[Free-text object descriptions]
____

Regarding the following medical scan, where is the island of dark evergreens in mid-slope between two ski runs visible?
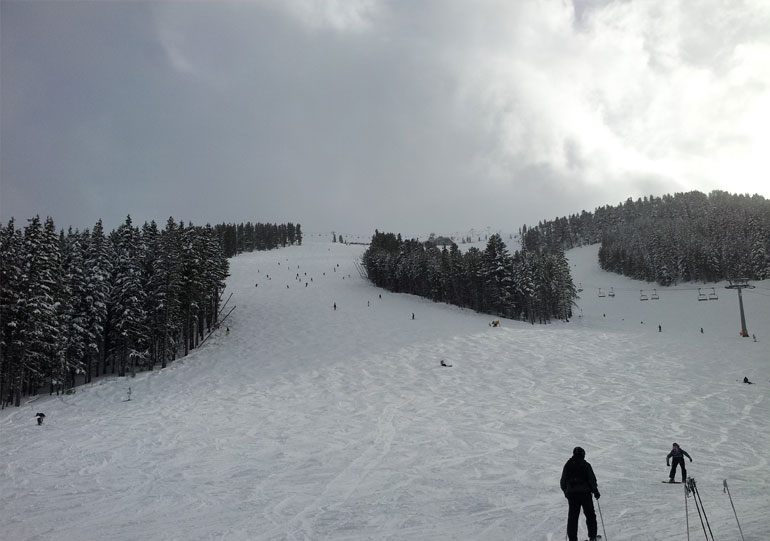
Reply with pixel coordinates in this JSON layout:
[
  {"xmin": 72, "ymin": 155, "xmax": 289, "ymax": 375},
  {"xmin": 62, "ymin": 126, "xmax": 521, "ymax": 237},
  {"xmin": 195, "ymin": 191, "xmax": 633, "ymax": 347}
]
[{"xmin": 362, "ymin": 231, "xmax": 577, "ymax": 323}]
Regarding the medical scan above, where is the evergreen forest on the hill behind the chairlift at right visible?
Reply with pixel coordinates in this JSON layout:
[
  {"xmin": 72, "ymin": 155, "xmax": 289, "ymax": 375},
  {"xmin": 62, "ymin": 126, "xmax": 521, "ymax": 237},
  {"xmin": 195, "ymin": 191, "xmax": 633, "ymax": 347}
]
[{"xmin": 521, "ymin": 191, "xmax": 770, "ymax": 285}]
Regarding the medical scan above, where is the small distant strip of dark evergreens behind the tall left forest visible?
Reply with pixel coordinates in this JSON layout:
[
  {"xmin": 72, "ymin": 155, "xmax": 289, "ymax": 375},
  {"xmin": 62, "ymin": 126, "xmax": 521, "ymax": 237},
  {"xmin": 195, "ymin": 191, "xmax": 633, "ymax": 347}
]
[{"xmin": 214, "ymin": 222, "xmax": 302, "ymax": 258}]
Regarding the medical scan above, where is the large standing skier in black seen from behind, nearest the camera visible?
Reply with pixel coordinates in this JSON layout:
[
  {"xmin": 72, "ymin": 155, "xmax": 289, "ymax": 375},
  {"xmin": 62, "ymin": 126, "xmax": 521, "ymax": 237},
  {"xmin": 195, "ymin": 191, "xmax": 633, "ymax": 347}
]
[{"xmin": 560, "ymin": 447, "xmax": 599, "ymax": 541}]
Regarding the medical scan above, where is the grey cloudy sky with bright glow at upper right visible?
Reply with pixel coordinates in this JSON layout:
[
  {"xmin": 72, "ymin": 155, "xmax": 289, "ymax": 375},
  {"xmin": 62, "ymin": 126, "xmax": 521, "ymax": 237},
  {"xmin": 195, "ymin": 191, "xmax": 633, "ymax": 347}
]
[{"xmin": 0, "ymin": 0, "xmax": 770, "ymax": 234}]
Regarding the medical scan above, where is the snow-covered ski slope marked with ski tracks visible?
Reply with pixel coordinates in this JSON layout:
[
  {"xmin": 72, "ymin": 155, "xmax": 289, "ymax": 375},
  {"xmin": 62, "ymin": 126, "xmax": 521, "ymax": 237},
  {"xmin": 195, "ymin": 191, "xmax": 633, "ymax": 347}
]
[{"xmin": 0, "ymin": 238, "xmax": 770, "ymax": 541}]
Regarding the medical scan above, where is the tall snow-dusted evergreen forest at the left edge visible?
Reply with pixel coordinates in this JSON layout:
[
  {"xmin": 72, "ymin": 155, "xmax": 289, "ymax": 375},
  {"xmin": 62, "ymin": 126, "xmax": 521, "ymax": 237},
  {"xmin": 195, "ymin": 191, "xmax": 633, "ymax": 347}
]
[{"xmin": 0, "ymin": 213, "xmax": 229, "ymax": 407}]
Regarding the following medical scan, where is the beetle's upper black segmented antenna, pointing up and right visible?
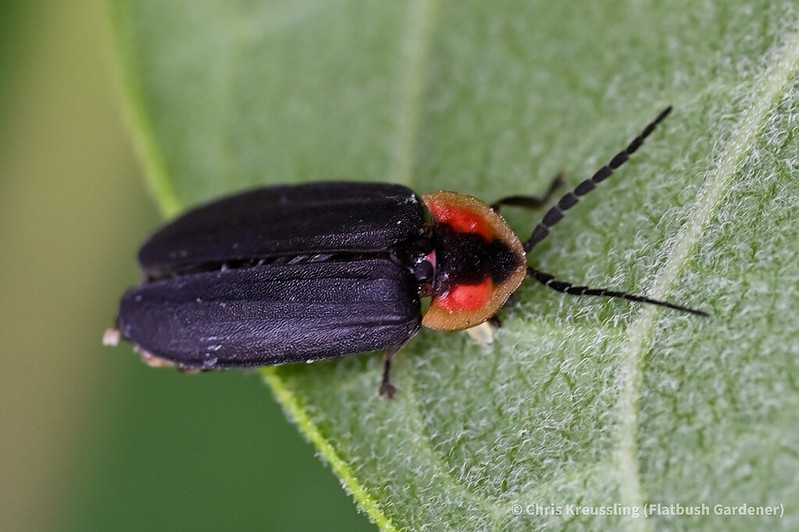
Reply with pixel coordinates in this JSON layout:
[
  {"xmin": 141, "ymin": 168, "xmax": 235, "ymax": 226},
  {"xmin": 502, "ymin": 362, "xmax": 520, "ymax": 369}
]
[{"xmin": 522, "ymin": 106, "xmax": 671, "ymax": 253}]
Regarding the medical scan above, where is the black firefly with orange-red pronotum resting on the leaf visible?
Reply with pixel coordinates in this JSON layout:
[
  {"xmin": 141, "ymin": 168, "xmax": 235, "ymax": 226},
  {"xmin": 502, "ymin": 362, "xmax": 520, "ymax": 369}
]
[{"xmin": 106, "ymin": 107, "xmax": 707, "ymax": 397}]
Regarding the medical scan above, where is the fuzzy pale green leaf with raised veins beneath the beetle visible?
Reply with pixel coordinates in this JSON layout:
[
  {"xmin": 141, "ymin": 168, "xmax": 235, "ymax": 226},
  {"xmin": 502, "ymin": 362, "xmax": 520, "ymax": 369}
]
[{"xmin": 112, "ymin": 0, "xmax": 799, "ymax": 530}]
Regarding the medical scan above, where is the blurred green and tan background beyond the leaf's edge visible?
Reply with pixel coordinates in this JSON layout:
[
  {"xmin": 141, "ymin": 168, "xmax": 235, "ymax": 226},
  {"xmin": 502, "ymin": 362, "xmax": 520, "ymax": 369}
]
[{"xmin": 0, "ymin": 1, "xmax": 373, "ymax": 531}]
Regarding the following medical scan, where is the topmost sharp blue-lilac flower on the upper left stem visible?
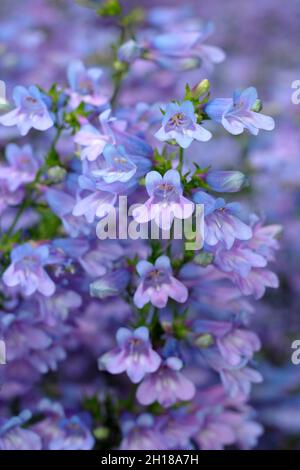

____

Give only the count of lines in the data that include the string "black".

3